Location identification items:

○ ○ ○ ○ ○

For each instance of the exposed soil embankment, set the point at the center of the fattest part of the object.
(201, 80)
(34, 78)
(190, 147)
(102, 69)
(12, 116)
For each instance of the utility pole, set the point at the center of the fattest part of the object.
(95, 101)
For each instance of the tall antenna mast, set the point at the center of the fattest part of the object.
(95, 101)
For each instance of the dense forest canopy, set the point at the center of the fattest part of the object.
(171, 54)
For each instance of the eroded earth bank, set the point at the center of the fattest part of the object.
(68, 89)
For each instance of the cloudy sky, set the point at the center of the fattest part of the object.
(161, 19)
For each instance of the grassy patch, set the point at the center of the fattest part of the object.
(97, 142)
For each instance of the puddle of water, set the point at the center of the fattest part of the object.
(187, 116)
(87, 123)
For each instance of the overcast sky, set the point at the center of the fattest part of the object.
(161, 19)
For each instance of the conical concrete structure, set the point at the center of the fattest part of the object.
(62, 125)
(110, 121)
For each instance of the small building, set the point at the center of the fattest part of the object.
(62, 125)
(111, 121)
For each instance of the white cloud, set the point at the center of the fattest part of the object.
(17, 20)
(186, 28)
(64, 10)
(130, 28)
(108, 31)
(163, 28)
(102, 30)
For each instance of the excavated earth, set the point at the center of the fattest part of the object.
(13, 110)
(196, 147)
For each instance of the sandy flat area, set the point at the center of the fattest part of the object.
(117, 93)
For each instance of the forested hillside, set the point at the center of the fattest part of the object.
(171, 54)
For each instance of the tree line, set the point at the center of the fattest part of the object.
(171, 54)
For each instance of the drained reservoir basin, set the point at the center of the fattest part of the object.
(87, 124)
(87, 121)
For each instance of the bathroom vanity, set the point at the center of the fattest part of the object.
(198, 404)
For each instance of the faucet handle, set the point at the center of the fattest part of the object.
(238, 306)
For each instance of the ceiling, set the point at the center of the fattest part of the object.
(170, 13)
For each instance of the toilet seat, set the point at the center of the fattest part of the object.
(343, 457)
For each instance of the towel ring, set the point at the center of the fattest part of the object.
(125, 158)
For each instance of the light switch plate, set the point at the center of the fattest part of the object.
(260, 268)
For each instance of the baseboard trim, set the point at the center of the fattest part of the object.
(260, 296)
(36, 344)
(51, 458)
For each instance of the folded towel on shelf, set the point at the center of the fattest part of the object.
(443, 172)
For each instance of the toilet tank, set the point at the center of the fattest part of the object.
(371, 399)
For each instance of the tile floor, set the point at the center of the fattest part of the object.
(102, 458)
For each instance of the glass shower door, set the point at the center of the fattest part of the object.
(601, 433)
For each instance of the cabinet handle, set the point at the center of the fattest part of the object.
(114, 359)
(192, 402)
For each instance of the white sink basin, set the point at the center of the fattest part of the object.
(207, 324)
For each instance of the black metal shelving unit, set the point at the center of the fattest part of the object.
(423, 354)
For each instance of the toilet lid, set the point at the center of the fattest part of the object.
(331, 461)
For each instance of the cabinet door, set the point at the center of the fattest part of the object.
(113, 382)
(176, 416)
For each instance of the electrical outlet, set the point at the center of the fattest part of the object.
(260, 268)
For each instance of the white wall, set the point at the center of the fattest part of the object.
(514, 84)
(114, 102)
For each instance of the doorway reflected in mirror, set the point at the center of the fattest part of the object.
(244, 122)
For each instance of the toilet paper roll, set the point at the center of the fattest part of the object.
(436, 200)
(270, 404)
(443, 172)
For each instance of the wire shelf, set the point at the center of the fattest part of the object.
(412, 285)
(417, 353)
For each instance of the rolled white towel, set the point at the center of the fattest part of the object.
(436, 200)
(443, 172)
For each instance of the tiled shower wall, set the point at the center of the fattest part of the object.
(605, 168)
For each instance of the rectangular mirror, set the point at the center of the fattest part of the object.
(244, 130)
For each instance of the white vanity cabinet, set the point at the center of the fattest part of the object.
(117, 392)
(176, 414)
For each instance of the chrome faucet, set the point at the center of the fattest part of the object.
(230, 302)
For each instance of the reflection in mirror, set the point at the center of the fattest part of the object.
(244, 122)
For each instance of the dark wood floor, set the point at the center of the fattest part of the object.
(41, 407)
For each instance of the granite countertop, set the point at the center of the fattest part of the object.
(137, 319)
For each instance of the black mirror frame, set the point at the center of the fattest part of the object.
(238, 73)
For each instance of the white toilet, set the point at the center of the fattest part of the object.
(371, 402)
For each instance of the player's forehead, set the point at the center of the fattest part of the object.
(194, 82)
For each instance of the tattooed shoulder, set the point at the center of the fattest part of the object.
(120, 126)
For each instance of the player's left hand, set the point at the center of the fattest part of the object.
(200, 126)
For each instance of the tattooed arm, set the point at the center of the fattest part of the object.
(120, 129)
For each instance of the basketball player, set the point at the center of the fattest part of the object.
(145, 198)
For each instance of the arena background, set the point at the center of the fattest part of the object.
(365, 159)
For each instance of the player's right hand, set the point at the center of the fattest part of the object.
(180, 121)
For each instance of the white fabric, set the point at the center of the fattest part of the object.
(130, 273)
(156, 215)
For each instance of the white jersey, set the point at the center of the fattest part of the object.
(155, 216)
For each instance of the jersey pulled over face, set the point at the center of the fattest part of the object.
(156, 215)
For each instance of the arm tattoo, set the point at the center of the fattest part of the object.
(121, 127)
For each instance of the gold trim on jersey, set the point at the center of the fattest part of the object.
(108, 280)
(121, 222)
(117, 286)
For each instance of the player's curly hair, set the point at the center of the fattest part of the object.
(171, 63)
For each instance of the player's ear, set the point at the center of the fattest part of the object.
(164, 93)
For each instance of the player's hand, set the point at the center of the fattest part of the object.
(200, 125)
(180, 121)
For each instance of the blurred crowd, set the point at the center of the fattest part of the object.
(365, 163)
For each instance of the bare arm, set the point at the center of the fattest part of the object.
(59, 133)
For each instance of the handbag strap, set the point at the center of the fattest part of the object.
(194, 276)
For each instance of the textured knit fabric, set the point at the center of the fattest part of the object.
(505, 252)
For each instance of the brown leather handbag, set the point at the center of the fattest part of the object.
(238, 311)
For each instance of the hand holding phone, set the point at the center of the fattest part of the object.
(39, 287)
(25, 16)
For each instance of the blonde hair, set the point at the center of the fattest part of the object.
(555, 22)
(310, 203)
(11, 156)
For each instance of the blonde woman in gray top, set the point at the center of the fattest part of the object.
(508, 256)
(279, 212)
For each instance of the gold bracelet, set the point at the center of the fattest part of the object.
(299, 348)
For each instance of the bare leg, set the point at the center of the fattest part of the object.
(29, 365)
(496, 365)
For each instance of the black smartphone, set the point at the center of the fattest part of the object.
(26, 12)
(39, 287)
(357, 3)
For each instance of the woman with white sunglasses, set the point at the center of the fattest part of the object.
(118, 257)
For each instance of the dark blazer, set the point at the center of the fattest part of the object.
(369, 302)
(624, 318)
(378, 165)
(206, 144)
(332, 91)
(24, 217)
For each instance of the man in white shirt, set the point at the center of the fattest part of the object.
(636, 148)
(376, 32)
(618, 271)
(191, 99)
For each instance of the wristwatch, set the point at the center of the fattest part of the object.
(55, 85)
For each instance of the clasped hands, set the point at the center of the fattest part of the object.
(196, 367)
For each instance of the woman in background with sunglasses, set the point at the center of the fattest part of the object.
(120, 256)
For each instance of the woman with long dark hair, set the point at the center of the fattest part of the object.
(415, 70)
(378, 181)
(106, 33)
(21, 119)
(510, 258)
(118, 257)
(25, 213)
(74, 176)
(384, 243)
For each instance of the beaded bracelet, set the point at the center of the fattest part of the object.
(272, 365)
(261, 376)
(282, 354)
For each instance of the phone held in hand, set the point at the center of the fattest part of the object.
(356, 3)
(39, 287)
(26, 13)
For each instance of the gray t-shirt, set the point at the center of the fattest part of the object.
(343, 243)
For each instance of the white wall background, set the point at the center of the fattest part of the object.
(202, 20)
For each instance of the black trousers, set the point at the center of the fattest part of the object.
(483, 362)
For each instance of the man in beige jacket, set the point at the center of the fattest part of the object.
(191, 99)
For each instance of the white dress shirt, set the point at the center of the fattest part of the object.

○ ○ ○ ○ ○

STATED EXERCISE
Please render the material from the line containing "For each instance of the white wall background, set" up to and including its final line as a Markdown table with the columns No. and Line, numbering each row and skipping any blank lines.

ANSWER
| No. | Line |
|---|---|
| 1 | For each instance of the white wall background, set the point at the center of the fattest part of the object. |
| 2 | (202, 20) |
| 3 | For each instance of the black trousers, set the point at the center of the fattest part of the object. |
| 4 | (483, 362) |
| 5 | For each instance of the man in beige jacket, set the point at the center of the fattest part of the object. |
| 6 | (191, 99) |
| 7 | For each instance of the white dress shirt, set the point at the center of the fattest part of the object. |